◆ **What to work on**:
From the passage on dividend reinvestment, write out the section starting with "My last article" and going on through "these long-term positions.", word for word.

October was a great month for me personally and professionally. I achieved a long-term running goal at the end of October that I’ve been building towards for two years. It was an exciting accomplishment, and best of all, my passive income was continuing to come in while I spent almost a week completely away from my portfolio. I instead focused my time on getting ready for my goal, achieving my goal, then recovering from my goal.

Pooled Dividend Reinvestments

While I didn’t start this article until we were well into November, I still found time to reinvest my dividends. Due to being on the mend, I kept my reinvestments very simple this month. I reinvested all of my dividends into the ratings agencies, S&P Global (SPGI) and Moody’s (MCO). SPGI shares were purchased at $322.73 and MCO shares were purchased at $267.80. Well off these companies’ recent bottoms, I’m still happy to accumulate shares of these high quality businesses. The companies are “combining” to be the third largest position in my portfolio, behind only “Visa (V) + Mastercard (MA)” and Microsoft (MSFT). I expect my railroads (Canadian National (CNI), Canadian Pacific (CP) and Union Pacific (UNP)) will likely overtake the ratings agencies at some point over the next year or two, but I don’t anticipate the agencies falling out of my top five unless there is a significant decay in their stock prices relative to the other stocks in my portfolio.

My last article discussed an ETF holding I sold that allowed me to make a major change in my portfolio. I added three new positions, BlackRock (BLK), UNP, and Verizon (VZ) and bolstered Texas Instruments (TXN), Realty Income (O), Altria (MO), Comcast (CMCSA), American Tower (AMT), and Mastercard (MA). If I hadn’t made these recent purchases, I would have attempted to add shares of TXN, CMCSA, and/or AMT in my monthly dividend reinvestments. Instead, I took a break from some of my favorite names and I was able to allocate all of my reinvestments into SPGI and MCO, helping build these long-term positions.

◆ **Listed entries**:
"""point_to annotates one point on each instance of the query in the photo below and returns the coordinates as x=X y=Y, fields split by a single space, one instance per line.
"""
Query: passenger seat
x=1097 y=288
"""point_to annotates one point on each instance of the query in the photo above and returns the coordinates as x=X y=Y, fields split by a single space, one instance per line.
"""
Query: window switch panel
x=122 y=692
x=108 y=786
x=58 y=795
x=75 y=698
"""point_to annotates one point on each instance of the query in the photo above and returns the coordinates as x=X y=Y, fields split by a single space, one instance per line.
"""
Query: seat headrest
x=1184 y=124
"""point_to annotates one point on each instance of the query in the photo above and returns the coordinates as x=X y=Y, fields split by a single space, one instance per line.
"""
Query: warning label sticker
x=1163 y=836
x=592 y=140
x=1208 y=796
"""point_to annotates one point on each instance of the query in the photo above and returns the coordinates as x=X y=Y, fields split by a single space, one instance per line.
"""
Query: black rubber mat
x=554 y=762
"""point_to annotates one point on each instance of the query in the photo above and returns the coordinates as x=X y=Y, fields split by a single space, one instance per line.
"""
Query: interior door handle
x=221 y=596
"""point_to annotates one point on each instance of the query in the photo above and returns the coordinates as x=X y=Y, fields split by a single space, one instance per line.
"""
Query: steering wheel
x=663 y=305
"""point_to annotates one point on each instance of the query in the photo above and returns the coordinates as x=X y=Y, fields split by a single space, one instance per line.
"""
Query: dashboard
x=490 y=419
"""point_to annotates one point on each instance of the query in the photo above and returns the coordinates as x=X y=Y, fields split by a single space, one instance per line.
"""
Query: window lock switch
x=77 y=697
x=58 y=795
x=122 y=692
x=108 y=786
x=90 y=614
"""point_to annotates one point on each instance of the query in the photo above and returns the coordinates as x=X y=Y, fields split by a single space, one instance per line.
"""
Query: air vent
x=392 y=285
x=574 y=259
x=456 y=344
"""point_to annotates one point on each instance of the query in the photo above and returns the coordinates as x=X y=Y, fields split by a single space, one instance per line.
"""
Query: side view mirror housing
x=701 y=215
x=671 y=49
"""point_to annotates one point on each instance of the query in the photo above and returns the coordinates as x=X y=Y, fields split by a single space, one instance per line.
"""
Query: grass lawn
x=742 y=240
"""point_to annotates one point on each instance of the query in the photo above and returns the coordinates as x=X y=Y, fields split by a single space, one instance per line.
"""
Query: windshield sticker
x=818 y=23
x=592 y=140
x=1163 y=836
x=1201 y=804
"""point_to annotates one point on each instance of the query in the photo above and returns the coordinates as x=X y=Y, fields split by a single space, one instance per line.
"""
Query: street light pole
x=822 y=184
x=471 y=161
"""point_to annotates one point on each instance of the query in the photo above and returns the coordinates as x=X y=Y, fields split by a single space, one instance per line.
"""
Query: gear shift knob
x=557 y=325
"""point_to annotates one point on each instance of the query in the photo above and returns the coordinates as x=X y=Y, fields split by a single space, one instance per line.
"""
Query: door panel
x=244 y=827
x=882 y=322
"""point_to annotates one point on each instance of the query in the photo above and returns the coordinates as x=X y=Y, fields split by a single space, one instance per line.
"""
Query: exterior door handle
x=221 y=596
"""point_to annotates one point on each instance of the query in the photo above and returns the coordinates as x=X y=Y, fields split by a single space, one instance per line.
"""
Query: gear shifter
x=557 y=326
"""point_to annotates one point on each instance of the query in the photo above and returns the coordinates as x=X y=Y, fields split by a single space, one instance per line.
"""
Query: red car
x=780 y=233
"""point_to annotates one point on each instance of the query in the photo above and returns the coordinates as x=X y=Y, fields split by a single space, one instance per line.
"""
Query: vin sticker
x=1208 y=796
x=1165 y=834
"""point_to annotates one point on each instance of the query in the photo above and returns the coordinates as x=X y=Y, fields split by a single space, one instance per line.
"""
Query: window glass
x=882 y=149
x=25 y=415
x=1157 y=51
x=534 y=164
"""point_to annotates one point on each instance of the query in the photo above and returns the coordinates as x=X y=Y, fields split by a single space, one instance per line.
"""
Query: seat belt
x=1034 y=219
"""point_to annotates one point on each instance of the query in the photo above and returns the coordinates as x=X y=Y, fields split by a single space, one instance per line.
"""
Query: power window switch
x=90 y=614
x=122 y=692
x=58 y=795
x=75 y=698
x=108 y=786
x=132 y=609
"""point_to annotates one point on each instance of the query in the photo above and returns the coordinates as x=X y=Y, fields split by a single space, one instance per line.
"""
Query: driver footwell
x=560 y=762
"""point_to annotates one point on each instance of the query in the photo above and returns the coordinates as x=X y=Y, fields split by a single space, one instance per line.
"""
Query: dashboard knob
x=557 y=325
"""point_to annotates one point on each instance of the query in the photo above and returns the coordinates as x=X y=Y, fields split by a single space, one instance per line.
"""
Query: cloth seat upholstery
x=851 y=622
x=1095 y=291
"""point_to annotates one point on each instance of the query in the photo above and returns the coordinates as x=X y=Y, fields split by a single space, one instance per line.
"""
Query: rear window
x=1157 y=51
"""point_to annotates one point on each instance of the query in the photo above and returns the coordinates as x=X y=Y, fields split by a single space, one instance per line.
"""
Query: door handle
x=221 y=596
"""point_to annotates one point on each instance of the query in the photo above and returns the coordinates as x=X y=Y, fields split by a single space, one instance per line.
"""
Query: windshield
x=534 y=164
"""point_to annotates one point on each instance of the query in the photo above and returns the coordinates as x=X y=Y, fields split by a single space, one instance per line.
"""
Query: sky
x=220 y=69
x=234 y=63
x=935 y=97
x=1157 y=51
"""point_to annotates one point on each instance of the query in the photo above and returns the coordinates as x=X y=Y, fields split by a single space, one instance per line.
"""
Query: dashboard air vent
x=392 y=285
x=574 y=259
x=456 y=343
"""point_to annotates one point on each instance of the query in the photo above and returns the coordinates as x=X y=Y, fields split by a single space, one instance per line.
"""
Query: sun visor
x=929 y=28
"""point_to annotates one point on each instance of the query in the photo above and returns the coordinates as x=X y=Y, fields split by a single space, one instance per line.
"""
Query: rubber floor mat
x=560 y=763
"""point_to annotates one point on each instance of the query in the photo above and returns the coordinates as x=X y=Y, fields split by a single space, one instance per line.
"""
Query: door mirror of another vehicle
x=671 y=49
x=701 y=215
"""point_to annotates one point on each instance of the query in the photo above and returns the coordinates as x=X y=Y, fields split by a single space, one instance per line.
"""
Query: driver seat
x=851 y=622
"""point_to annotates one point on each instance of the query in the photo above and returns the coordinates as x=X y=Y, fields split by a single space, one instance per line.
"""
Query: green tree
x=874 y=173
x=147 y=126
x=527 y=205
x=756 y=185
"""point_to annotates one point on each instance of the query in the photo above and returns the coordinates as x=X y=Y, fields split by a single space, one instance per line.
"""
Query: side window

◆ **Finished exercise**:
My last article discussed an ETF holding I sold that allowed me to make a major change in my portfolio. I added three new positions, BlackRock (BLK), UNP, and Verizon (VZ) and bolstered Texas Instruments (TXN), Realty Income (O), Altria (MO), Comcast (CMCSA), American Tower (AMT), and Mastercard (MA). If I hadn’t made these recent purchases, I would have attempted to add shares of TXN, CMCSA, and/or AMT in my monthly dividend reinvestments. Instead, I took a break from some of my favorite names and I was able to allocate all of my reinvestments into SPGI and MCO, helping build these long-term positions.